=== Текст ===
Разделение Польши, законченное в 1771 году, нашло себе здесь первый и значительный прецедент. Но в то время делившие добычу продавали шкуру медведя, не убитого еще, и Фридрих-Вильгельм не дошел еще до конца в своих стараниях.
Соединившись с Карлом Х в одном общем деле, он рисковал сначала вступить в конфликт с Москвою. В мае к нему даже явился князь Мышецкий от имени Алексея, угрожая ему, что армия в 700 000 человек готовится разгромить его территорию, если он не перейдет на сторону царя. Курфюрст, конечно, не верил этой цифре, но, не имея возможности узнать ее точно, он искусно провел Мышецкого, очень плохого дипломата, послав со своей стороны графа Эйленбурга с изъявлениями дружбы и объяснениями по поводу необходимости, вынудившей его подчиниться союзу со Швецией. В то же время в мариенбургском трактате он очень осторожно вставил статью, исключавшую из операций, в которые он мог быть замешан, Литву и восточные провинции, единственные точки его возможного соприкосновения с московским соседом.
Эйленбургу пришлось поработать много. Так как Хмельницкий и Ракочи выполняли заключенный ими договор, и казаки соединились с войсками Карла X, то Алексей со своей стороны оказал честь договору, заключенному в Вильне и, послав шведскому королю через стольника Алфимова нечто вроде декларации войны, вступил в Ливонию, занял Динабург и Кокенгаузен и послал к курфюрсту нового посланца, Георгия Богданова с поручением, которое долго сбивало с толку историков, так невероятен казался им предмет его.
Дойдя почти до безумной гордости в своей претензии на то, чтобы Фридрих Вильгельм принял его стоя и снял пред ним шляпу, этот необыкновенный посланник, грубо запрашивая его по поводу отказа и сам не снимая шляпы, предложил курфюрсту еще раз переменить государя, сделавшись вассалом царя.
Предполагали, что Богданов преувеличил данные ему инструкции. Но они, помеченные 16 августа 1656 года в лагере при Дубене между Динабургом и Кокенгаузеном, теперь уже принадлежат истории и освобождают посланника от подобного подозрения. Курфюрст вышел из затруднения, сославшись на необходимость апелляции к ландтагу, а следующие затем перемены в ливонской кампании, где царь испытал поражение под Ригою, а также обещание Нидерландов оказать свою помощь Пруссии, дали возможность Эйленбургу получить в ноябре 1656 года простой трактат о нейтралитете и дружбе. Алексей все же отказался принять посредничество Фридриха Вильгельма между ним и Швецией. То был первый дипломатический акт, в котором обменялись подписями обе северо-восточные державы.

=== Выдержка из данных ===
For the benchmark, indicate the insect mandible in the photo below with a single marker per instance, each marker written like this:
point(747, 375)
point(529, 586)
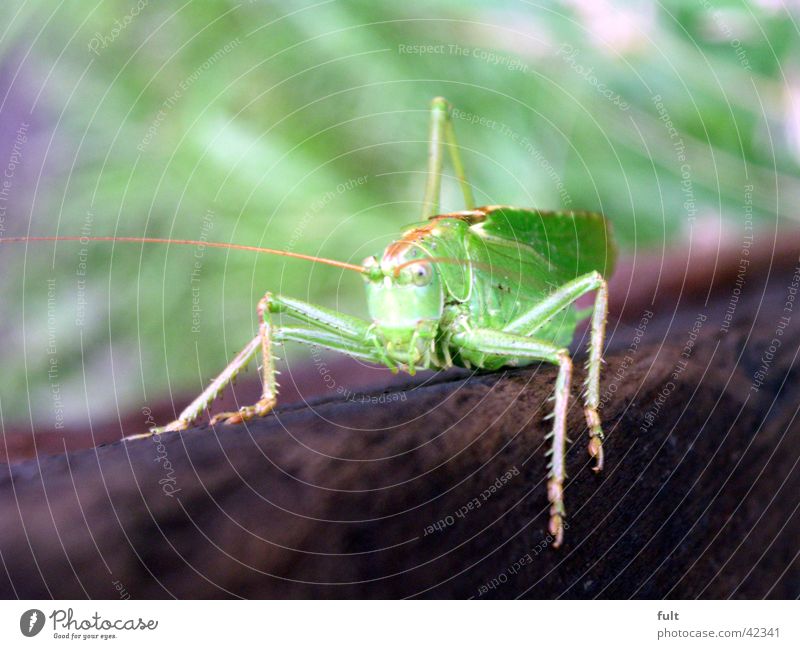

=== Задание 1 ===
Продублируйте фрагмент текста о курфюрсте и Москве: начните со слов «Разделение Польши, законченное» и остановитесь после слов «в своих стараниях.».
=== Задание 2 ===
Какой договор Эйленбург получил в ноябре 1656 года, согласно тексту о курфюрсте и Москве?

=== Полный ответ 1 ===
Разделение Польши, законченное в 1771 году, нашло себе здесь первый и значительный прецедент. Но в то время делившие добычу продавали шкуру медведя, не убитого еще, и Фридрих-Вильгельм не дошел еще до конца в своих стараниях.

=== Полный ответ 2 ===
Простой трактат о нейтралитете и дружбе.